* [Selected excerpt]:
....................
Coping with Data Bottleneck
The continuing improvement of the sensitivity of extraction and amplification techniques has led to an increased amount of information available, owing to the increased likelihood of recovering DNA profiles from degraded and/or extremely small samples.
One of the few drawbacks of high throughput—if it can be called a drawback—is the mountain of data that it generates. “Greater automation is a big trend in the field,” said Mike Cariola, svp, forensic operations at The Bode Technology Group.
“We’ve noticed that, as we’ve developed automation to process samples in the lab, the bottleneck has shifted to data analysis—and that has become the new bottleneck of casework.”
Bode provides high-throughput DNA testing services, casework analysis, missing person identification, private and CODIS databanking of convicted offenders or arrestees, as well as paternity and nonforensic identification. “We do collections from crime scenes, handling about 6,000 cases a year, and about 100–200 thousand convicted offenders samples,” said Cariola.
“There are six million files in the U.S. database, and states are gradually taking on more of the processing. Although there is an increase in the number of players in this field, overall our numbers have generally increased, due in part to an increase in the number of backlog cases we take on, and also in part because of the global reach our company has.”
Cariola’s talk focused on the development of a forensic DNA case-management system to address these bottlenecks, as well as the increase in cold hits. He noted that the demands of the field test automation processes.
“We deal with very individual samples of varying sizes and quality,” he explained. “Degraded and challenged samples are a problem to a laboratory information management system (LIMS). You put in 2,000 database samples, you have one application. Two thousand forensic casework samples all need different amplifications, are of varying quality, and have individual requirements. None of the LIMS providers out there meet this need, so we made our own.”
....................
* [Exercise prompt]: Rewrite the stretch of the data bottleneck passage from "Cariola’s talk focused" through "test automation processes.", replacing "cold hits" with "database matches". The rows have no connection to the data bottleneck passage.
....................
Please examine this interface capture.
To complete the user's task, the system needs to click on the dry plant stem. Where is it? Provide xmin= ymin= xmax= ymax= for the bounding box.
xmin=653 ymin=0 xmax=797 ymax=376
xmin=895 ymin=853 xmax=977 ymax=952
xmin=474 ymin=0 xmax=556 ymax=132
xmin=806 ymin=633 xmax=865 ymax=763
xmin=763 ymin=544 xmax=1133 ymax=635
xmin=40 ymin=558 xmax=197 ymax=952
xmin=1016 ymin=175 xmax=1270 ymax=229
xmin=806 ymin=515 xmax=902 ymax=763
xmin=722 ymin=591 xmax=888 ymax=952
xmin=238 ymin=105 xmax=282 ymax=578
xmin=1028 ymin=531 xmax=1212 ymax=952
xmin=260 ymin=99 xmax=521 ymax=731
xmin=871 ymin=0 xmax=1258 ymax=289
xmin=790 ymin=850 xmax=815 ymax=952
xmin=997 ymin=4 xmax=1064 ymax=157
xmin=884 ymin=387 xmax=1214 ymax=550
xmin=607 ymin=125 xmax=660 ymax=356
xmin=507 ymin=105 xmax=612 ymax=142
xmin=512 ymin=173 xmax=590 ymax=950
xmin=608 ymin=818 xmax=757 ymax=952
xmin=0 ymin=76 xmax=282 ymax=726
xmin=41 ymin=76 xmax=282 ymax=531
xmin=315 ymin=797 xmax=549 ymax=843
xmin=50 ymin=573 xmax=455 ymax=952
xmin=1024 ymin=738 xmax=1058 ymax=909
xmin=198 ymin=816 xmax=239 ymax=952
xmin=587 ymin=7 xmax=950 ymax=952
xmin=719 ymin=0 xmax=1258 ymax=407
....................
* [Problem solution]:
Cariola’s talk focused on the development of a forensic DNA case-management system to address these bottlenecks, as well as the increase in database matches. He noted that the demands of the field test automation processes.